PROBLEM STATEMENT:
Find "Exercise. Put one marker on every instance of the windshield" in the records that follow; print that line and each subsequent line through the last one, verbatim and with nothing added.

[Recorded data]

════

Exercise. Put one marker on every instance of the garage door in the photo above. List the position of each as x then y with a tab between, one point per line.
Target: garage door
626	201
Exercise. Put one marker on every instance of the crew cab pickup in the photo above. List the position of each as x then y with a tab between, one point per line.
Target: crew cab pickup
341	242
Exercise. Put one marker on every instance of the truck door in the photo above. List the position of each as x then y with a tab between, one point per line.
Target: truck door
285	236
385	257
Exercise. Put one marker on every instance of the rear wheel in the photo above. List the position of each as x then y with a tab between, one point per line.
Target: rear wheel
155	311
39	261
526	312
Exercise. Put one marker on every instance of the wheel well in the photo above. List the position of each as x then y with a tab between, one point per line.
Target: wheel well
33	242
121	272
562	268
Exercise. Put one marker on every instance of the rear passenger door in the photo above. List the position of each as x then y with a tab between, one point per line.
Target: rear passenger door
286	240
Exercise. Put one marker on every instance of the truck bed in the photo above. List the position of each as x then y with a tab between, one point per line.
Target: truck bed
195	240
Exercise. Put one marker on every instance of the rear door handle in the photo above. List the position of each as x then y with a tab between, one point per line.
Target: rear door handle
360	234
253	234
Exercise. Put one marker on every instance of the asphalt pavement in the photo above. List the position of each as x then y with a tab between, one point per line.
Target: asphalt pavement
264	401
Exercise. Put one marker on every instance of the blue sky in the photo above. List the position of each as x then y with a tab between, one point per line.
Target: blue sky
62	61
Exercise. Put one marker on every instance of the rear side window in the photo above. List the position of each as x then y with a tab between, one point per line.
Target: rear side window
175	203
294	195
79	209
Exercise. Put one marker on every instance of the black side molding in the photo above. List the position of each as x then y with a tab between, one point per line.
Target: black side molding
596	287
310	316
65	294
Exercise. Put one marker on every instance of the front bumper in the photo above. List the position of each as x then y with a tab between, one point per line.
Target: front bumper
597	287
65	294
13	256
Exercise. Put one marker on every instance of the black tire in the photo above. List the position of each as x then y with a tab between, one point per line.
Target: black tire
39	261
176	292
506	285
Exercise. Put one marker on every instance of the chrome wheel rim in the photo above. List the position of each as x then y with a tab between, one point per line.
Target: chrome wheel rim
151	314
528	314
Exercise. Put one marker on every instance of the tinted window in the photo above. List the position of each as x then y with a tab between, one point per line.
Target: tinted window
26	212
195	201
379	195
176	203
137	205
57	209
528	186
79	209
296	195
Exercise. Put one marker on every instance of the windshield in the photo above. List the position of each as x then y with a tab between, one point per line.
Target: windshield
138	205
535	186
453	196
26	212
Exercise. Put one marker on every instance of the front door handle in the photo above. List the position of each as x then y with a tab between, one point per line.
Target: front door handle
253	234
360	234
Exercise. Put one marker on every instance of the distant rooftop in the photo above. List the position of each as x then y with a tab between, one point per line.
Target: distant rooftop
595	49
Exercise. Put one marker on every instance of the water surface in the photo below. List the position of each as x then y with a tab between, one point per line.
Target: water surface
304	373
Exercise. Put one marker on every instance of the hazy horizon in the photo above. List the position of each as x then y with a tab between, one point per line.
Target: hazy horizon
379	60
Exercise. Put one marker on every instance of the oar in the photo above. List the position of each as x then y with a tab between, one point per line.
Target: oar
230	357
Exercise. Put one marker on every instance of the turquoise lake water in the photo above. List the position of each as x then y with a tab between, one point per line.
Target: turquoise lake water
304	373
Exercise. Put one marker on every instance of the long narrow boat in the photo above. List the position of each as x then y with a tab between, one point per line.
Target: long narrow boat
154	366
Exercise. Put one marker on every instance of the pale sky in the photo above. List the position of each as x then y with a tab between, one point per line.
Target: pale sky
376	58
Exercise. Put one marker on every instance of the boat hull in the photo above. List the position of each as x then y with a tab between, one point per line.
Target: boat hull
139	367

════

RESULT FOR THIS EXERCISE:
Exercise. Put one marker on every instance of the windshield in the photo above. List the position of each as x then y with a tab between, one point per line.
Target: windshield
138	205
535	186
453	196
26	212
Exercise. Put one marker on every instance of the front door handle in the photo above. List the position of each as x then y with a tab between, one point per line.
Target: front door handle
253	234
360	234
Exercise. Put one marker on every instance of the distant rooftop in the photo above. List the position of each as x then y with a tab between, one point per line.
Target: distant rooftop
595	49
Exercise. Put one marker on every instance of the water surface in the photo below. List the position of each as x then y with a tab between, one point per line.
Target: water surface
304	373
Exercise. Put one marker on every instance of the hazy horizon in the photo above. List the position of each as x then y with a tab between, one point per line.
Target: hazy horizon
379	60
Exercise. Put one marker on every instance of the oar in the photo above. List the position of each as x then y with a tab between, one point per line.
Target: oar
230	357
Exercise. Put one marker on every instance of the turquoise lake water in the photo above. List the position of each as x then y with a tab between, one point per line.
Target: turquoise lake water
304	373
Exercise. Put one marker on every instance of the long narrow boat in the photo above. List the position of each as x then y with a tab between, one point per line.
Target: long narrow boat
154	366
Exercise. Put one marker on every instance of the pale sky in the photo above. List the position of each as x then y with a tab between, one point per line.
Target: pale sky
376	58
Exercise. Put one marker on every instance of the boat hull in the photo above. List the position of each as x then y with a tab between, one point per line.
Target: boat hull
139	367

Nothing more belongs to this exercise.